> [Extract provided]
------------------------

Re: Visitor function to RDD elements

Christopher Nguyen Tue, 22 Oct 2013 14:24:45 -0700

For better precision,

s/Or to be able to handle very large data sets ("big memory")/Or to be able
to hold very large data sets in one place ("big memory")/g


--
Christopher T. Nguyen
Co-founder & CEO, Adatao <http://adatao.com>
linkedin.com/in/ctnguyen



On Tue, Oct 22, 2013 at 2:16 PM, Christopher Nguyen <[email protected]> wrote:

> Matt, it would be useful to back up one level to your problem statement.
> If it is strictly restricted as described, then you have a sequential
> problem that's not parallelizable. What is the primary design goal here? To
> complete the operation in the shortest time possible ("big compute")? Or to
> be able to handle very large data sets ("big memory")?  Or to ensure that
> the operation completes in a fault-tolerant manner ("reliability")?
>
> There are two paths from here:
>
>    1. Finding parallelizable opportunities: there may be ways to squint
>    at the problem in just the right way that provides a way to parallelize it:
>       - Maybe you can come up with some algebra or approximations that
>       allows for associativity, so that different partitions of the data can 
> be
>       operated on in parallel.
>       - Perhaps the data is a time series where weekly or monthly chunks
>       can be summarized in parallel and the sequential logic can be brought up
>       several hierarchical levels.
>       - Perhaps the statefulness of the visitor has a finite memory of
>       past visits that you can take advantage of.
>       2. Finding alternatives: it's important to realize that Spark's
>    strength is in "big compute" and not in "big memory". It's only 1 of the 13
>    dwarfs of parallel computing patterns, the map-reduce, shared-nothing model
>    (cf. D. Patterson et al., "A View From Berkeley ...", under "Monte Carlo").

------------------------

> [Actions to take]
1 > Reproduce word for word everything in the Spark mailing-list reply from "On Tue, Oct" down to "your problem statement.".
2 > Translate this sentence from the Spark mailing-list reply into Spanish: "Matt, it would be useful to back up one level to your problem statement."

> [Source excerpt]

------------------------

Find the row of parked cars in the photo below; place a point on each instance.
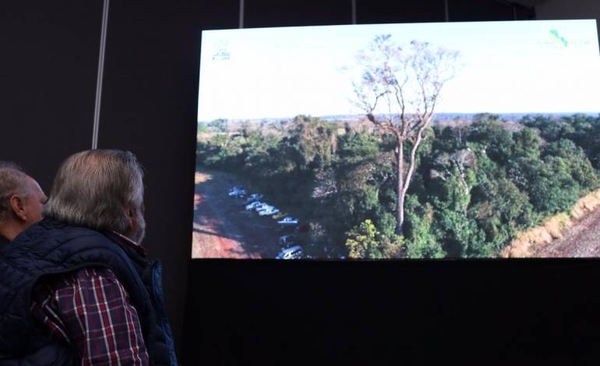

------------------------

> [Solutions to each task]
1 >
On Tue, Oct 22, 2013 at 2:16 PM, Christopher Nguyen <[email protected]> wrote:

> Matt, it would be useful to back up one level to your problem statement.

2 > Matt, sería útil retroceder un nivel hasta el planteamiento de tu problema.